**** Entries shown

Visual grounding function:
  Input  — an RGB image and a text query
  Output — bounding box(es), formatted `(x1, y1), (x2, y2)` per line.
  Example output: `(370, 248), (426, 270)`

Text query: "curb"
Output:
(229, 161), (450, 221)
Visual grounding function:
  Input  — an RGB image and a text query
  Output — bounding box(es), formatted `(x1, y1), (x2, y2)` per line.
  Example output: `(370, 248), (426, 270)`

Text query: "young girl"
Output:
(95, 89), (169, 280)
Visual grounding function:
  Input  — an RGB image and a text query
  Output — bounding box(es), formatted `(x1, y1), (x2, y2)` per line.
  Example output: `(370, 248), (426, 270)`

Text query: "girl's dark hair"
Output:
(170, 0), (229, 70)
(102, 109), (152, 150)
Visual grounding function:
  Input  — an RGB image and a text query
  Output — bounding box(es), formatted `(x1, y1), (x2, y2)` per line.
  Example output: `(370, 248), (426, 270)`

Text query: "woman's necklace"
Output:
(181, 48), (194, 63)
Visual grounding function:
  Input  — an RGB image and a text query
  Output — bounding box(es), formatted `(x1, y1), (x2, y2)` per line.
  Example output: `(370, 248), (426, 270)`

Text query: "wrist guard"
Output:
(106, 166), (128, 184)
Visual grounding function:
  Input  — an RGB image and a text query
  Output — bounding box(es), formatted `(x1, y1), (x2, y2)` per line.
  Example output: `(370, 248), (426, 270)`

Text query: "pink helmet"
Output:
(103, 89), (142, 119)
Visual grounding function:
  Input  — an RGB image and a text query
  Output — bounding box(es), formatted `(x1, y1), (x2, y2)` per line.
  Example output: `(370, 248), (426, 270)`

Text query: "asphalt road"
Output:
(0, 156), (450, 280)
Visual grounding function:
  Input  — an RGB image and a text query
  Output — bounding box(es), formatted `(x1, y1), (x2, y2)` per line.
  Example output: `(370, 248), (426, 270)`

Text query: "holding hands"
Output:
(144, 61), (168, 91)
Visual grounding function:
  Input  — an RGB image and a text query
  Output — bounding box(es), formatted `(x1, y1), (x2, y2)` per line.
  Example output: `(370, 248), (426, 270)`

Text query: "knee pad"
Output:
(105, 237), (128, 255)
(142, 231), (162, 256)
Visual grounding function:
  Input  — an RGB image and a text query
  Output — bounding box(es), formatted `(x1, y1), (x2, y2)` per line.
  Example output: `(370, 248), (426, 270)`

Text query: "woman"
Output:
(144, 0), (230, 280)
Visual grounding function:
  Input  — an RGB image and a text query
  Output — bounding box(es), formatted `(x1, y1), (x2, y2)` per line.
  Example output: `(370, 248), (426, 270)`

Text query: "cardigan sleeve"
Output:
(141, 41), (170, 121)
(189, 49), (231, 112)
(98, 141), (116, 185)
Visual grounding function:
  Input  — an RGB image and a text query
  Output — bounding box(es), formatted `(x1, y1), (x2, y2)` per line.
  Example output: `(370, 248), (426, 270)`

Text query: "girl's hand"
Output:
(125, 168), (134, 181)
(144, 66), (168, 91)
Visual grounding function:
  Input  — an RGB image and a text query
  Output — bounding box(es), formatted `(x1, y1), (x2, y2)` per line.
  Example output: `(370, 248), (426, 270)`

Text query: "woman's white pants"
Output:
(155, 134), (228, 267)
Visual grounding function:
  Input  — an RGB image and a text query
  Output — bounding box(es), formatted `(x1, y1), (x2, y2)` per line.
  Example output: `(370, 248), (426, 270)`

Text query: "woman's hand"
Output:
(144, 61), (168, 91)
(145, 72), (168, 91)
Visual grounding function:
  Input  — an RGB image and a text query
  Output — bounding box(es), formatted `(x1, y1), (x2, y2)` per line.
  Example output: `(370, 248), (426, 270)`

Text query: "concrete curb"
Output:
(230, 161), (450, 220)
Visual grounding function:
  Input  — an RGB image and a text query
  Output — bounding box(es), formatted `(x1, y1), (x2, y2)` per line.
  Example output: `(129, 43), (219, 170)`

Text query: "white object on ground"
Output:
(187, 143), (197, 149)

********

Problem statement:
Copy all of the rows above word for word.

Answer:
Visual grounding function:
  Input  — an RGB image and a text query
  Output — bounding box(es), formatted `(x1, y1), (x2, y2)` per line.
  Example output: `(370, 248), (426, 270)`

Text query: "curb"
Output:
(229, 161), (450, 221)
Visual grounding function:
  Input  — an RGB image and a text query
  Output — bounding box(es), formatted `(x1, y1), (x2, y2)` per line.
  Example output: `(370, 248), (426, 270)`

Text query: "young girl"
Output:
(95, 89), (169, 280)
Visual grounding function:
  Input  — an RGB image and a text query
  Output — bounding box(es), formatted `(x1, y1), (x2, y2)` per line.
  Example output: `(370, 248), (426, 270)`

Text query: "girl's dark hair"
Output:
(170, 0), (229, 70)
(102, 109), (152, 150)
Visual grounding function:
  Input  — an RGB image and a text query
  Output — bounding box(es), formatted `(x1, y1), (x2, y2)` per line.
  Example output: `(370, 248), (426, 270)`

Text query: "woman's necklace"
Output:
(181, 48), (194, 63)
Visual grounding function:
  Input  — an RGB image and a text query
  Output — bounding box(es), formatted `(x1, y1), (x2, y2)` per line.
  Example output: `(370, 248), (426, 270)`

Text query: "wrist guard"
Output:
(106, 166), (128, 184)
Visual grounding function:
  Input  — an RGB image and a text query
  Output — bounding box(es), formatted `(x1, y1), (x2, y2)` per line.
  Example output: `(370, 248), (426, 270)`

Text query: "pink helmet"
Output:
(103, 89), (142, 119)
Visual grounding function:
  Input  — an RGB image and a text query
  Output — bounding box(es), formatted `(x1, y1), (x2, y2)` per line.
  Example output: `(370, 248), (426, 270)`

Text query: "asphalt road"
Output:
(0, 156), (450, 280)
Visual grounding function:
  Input  — an RGB image and a text query
  Output — bounding box(es), formatted `(x1, y1), (x2, y2)` per line.
  Example output: `(370, 248), (426, 270)`

Text query: "holding hands"
Output:
(144, 61), (168, 91)
Visual grounding function:
  Input  — an RGB image and a text query
  Output — bounding box(es), formatted `(x1, y1), (x2, y2)` per line.
  Example output: `(370, 248), (426, 270)`

Text query: "knee pad"
Output:
(105, 237), (128, 255)
(142, 231), (162, 256)
Visual grounding function:
  Input  — an RGB image and a text query
  Output — bounding box(es), formatted `(x1, y1), (x2, y2)` per line.
  Example output: `(370, 248), (426, 270)`

Text query: "woman"
Output:
(144, 0), (230, 280)
Visual grounding function:
  Input  — an RGB image and a text query
  Output — bounding box(es), formatted `(x1, y1), (x2, y2)` per line.
  Example output: `(370, 248), (426, 270)`

Text query: "cardigan sleeve"
Output:
(141, 41), (170, 121)
(189, 49), (231, 112)
(98, 141), (116, 185)
Visual grounding function:
  Input  — an RGB image and a text query
  Output — bounding box(es), formatted `(x1, y1), (x2, y2)` per line.
  Example output: `(370, 248), (426, 270)`

Text query: "girl's hand"
Output:
(125, 168), (134, 181)
(144, 66), (168, 91)
Visual grounding function:
  Input  — an RGB image and a text query
  Output — bounding box(es), formatted `(x1, y1), (x2, y2)` per line.
  Example output: `(370, 248), (426, 270)`

Text query: "woman's white pants"
Output:
(155, 134), (228, 267)
Visual grounding function:
  Input  — an RGB image and a text query
  Output — bounding box(es), formatted `(x1, y1), (x2, y2)` per line.
  Example output: `(370, 248), (426, 270)`

Text query: "woman's hand"
Output:
(144, 61), (168, 91)
(145, 72), (168, 91)
Visual grounding function:
  Input  — an RGB image and a text query
  Output — bounding box(es), formatted `(x1, y1), (x2, y2)` per line.
  Example output: `(370, 248), (426, 270)`

Text query: "concrete curb"
Output:
(230, 161), (450, 220)
Visual grounding function:
  Input  — an RGB image and a text query
  Output — bounding box(es), formatted `(x1, y1), (x2, y2)` per line.
  Example output: `(129, 43), (219, 170)`

Text query: "white object on ground"
Output:
(187, 143), (197, 149)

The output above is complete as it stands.